_PROBLEM 1_
In the post about Tagcoll, what is Debtags said to be?
_PROBLEM 2_
Write out the post about Tagcoll again, starting with "Actually not really" and going on through "some basic benchmarks.", and put "classes" in place of "templates".

_READING PASSAGE_
★ ★ ★ ★ ★ ★ ★

Recently I've been busy with Debtags code.
Actually not really Debtags code but Tagcoll code. Tagcoll is a collection of generic templates implementing all that is needed to work with tagged stuff. Debtags is just an instantiation of Tagcoll to work with Debian packages, but Tagcoll could be used for pretty much anything, wonders of C++.
So, I've been busy with Tagcoll code. More specifically, I've been working on a new high-performance disk index. I've also implemented some basic benchmarks.
Follows a table with the benchmarking results:
Operation | TDBReadonlyDiskIndex | BasicStringDiskIndex | TDBIndexer |
---|---|---|---|
instantiating | 30ms | 0ms | 310ms |
hasTag | 200ms | 0ms | 0ms |
getTags[item] | 180ms | 90ms | 40ms |
getTags[items] | 10ms | 0ms | 0ms |
getItems[tag] | 330ms | 80ms | 30ms |
getItems[tags] | 1140ms | 20ms | 170ms |
getTaggedItems | 50ms | 10ms | 20ms |
getAllTags | 270ms | 0ms | 0ms |
getCardinality | 190ms | 0ms | 40ms |
getCompanionTags | 1410ms | 60ms | 280ms |
output | 18910ms | 7740ms | 50ms |
outputHavingTags | 1330ms | 90ms | 200ms |
TDBReadonlyDiskIndex is the disk index that is currently used in Debtags, BasicStringDiskIndex is the new disk index and TDBIndexer is an in-memory only index implemented with two binary trees.
I'd say, definitely not too bad :)

★ ★ ★ ★ ★ ★ ★

_INFORMATION PROVIDED_
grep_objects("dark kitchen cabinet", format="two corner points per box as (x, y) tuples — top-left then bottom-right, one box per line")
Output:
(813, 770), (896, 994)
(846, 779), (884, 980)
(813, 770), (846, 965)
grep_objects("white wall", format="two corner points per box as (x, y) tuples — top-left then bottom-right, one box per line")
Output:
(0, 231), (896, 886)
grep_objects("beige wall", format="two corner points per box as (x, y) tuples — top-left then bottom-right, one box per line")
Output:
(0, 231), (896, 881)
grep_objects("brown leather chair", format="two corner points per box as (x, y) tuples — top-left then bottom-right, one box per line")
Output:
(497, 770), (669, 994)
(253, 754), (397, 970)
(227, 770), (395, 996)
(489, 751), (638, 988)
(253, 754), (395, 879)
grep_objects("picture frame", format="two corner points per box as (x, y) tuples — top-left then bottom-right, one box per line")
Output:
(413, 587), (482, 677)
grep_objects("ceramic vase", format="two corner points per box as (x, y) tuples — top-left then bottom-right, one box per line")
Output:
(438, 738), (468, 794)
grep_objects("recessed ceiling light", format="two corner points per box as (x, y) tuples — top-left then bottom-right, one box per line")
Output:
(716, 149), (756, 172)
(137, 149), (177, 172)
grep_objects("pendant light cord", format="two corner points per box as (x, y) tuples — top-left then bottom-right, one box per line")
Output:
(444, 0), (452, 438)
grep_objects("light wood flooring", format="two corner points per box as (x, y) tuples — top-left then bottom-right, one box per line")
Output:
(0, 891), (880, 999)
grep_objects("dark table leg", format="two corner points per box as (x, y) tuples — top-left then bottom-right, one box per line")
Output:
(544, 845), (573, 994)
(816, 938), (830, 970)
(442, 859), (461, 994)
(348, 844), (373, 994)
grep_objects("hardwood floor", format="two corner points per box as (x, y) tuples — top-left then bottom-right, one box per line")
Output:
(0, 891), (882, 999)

★ ★ ★ ★ ★ ★ ★

_PROBLEM SOLUTION 1_
An instantiation of Tagcoll to work with Debian packages.

_PROBLEM SOLUTION 2_
Actually not really Debtags code but Tagcoll code. Tagcoll is a collection of generic classes implementing all that is needed to work with tagged stuff. Debtags is just an instantiation of Tagcoll to work with Debian packages, but Tagcoll could be used for pretty much anything, wonders of C++.
So, I've been busy with Tagcoll code. More specifically, I've been working on a new high-performance disk index. I've also implemented some basic benchmarks.